AIM OF THE TASK:
Rewrite the listing below, swapping every "sample" for "template" and leaving all other text unchanged. Leave out the pictures.

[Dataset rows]
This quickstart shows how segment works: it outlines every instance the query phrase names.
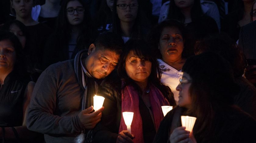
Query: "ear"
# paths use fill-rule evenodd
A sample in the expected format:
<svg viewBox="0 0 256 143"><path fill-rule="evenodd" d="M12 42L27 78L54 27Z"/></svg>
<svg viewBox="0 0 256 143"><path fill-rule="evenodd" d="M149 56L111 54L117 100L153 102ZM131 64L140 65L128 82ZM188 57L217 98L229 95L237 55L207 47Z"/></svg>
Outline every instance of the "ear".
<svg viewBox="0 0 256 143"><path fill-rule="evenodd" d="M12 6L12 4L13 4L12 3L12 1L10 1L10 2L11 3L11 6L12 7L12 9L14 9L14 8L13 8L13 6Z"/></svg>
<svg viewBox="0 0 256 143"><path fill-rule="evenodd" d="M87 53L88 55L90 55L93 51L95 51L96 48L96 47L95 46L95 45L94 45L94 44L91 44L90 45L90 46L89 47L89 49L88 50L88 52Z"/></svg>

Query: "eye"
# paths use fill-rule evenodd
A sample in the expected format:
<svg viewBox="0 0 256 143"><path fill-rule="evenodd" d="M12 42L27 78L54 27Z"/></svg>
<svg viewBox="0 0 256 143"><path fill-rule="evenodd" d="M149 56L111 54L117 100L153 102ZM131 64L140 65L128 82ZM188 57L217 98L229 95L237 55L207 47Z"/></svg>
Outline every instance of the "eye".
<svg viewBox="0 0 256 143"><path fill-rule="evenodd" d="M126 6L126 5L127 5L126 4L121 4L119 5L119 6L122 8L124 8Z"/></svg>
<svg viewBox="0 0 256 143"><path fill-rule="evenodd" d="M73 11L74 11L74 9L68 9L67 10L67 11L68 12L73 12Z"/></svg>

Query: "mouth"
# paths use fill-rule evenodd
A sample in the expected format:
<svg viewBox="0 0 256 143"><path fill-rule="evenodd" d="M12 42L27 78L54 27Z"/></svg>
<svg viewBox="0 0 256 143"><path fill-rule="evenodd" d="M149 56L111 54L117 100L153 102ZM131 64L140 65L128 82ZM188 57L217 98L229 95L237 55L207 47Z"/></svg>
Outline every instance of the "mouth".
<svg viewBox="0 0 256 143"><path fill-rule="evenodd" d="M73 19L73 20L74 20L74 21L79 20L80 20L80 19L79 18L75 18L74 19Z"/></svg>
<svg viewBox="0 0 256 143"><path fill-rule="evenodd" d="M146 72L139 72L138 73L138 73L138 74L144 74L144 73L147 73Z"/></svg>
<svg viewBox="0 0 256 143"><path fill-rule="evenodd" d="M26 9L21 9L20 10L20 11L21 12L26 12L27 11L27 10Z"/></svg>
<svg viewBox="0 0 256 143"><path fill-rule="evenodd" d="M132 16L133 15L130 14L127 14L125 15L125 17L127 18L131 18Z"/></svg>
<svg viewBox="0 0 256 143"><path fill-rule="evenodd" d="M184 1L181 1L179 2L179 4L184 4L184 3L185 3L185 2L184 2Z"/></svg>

EXERCISE OUTPUT:
This quickstart shows how segment works: it outlines every instance the query phrase names.
Query: "ear"
# paths use fill-rule evenodd
A template in the expected format:
<svg viewBox="0 0 256 143"><path fill-rule="evenodd" d="M12 42L27 78L54 27Z"/></svg>
<svg viewBox="0 0 256 143"><path fill-rule="evenodd" d="M149 56L111 54L117 100L153 102ZM131 64L140 65L128 82ZM188 57L217 98L229 95L237 55L207 47Z"/></svg>
Outline every instance of the "ear".
<svg viewBox="0 0 256 143"><path fill-rule="evenodd" d="M12 6L12 4L13 4L12 3L12 1L10 1L10 2L11 3L11 6L12 7L12 9L14 9L14 8L13 8L13 6Z"/></svg>
<svg viewBox="0 0 256 143"><path fill-rule="evenodd" d="M87 53L88 55L90 55L93 51L95 51L96 48L96 47L95 46L95 45L94 45L94 44L91 44L90 45L90 46L89 47L89 49L88 50L88 52Z"/></svg>

Query: "eye"
# paths use fill-rule evenodd
A template in the expected format:
<svg viewBox="0 0 256 143"><path fill-rule="evenodd" d="M12 42L27 78L54 27Z"/></svg>
<svg viewBox="0 0 256 143"><path fill-rule="evenodd" d="M149 56L111 54L117 100L153 102ZM131 64L140 65L128 82ZM188 57L217 98L229 95L237 55L207 47Z"/></svg>
Outline every instance of the "eye".
<svg viewBox="0 0 256 143"><path fill-rule="evenodd" d="M126 6L126 5L127 5L126 4L121 4L119 5L119 6L122 8L124 8Z"/></svg>
<svg viewBox="0 0 256 143"><path fill-rule="evenodd" d="M73 11L74 11L74 9L68 9L67 10L67 11L68 12L73 12Z"/></svg>

Query: "mouth"
# paths use fill-rule evenodd
A template in the expected format:
<svg viewBox="0 0 256 143"><path fill-rule="evenodd" d="M12 42L27 78L54 27Z"/></svg>
<svg viewBox="0 0 256 143"><path fill-rule="evenodd" d="M149 56L111 54L117 100L153 102ZM131 64L140 65L128 82ZM188 57L217 98L229 95L237 55L207 47Z"/></svg>
Outline every instance of the "mouth".
<svg viewBox="0 0 256 143"><path fill-rule="evenodd" d="M73 19L73 20L74 20L74 21L79 20L80 20L80 19L79 18L75 18L74 19Z"/></svg>
<svg viewBox="0 0 256 143"><path fill-rule="evenodd" d="M146 72L139 72L138 73L138 73L138 74L144 74L144 73L147 73Z"/></svg>
<svg viewBox="0 0 256 143"><path fill-rule="evenodd" d="M26 9L21 9L20 10L20 11L21 12L26 12L27 11L27 10Z"/></svg>
<svg viewBox="0 0 256 143"><path fill-rule="evenodd" d="M132 16L133 15L130 14L127 14L125 15L125 17L127 18L131 18Z"/></svg>
<svg viewBox="0 0 256 143"><path fill-rule="evenodd" d="M184 1L181 1L179 2L179 4L184 4L184 3L185 3L185 2L184 2Z"/></svg>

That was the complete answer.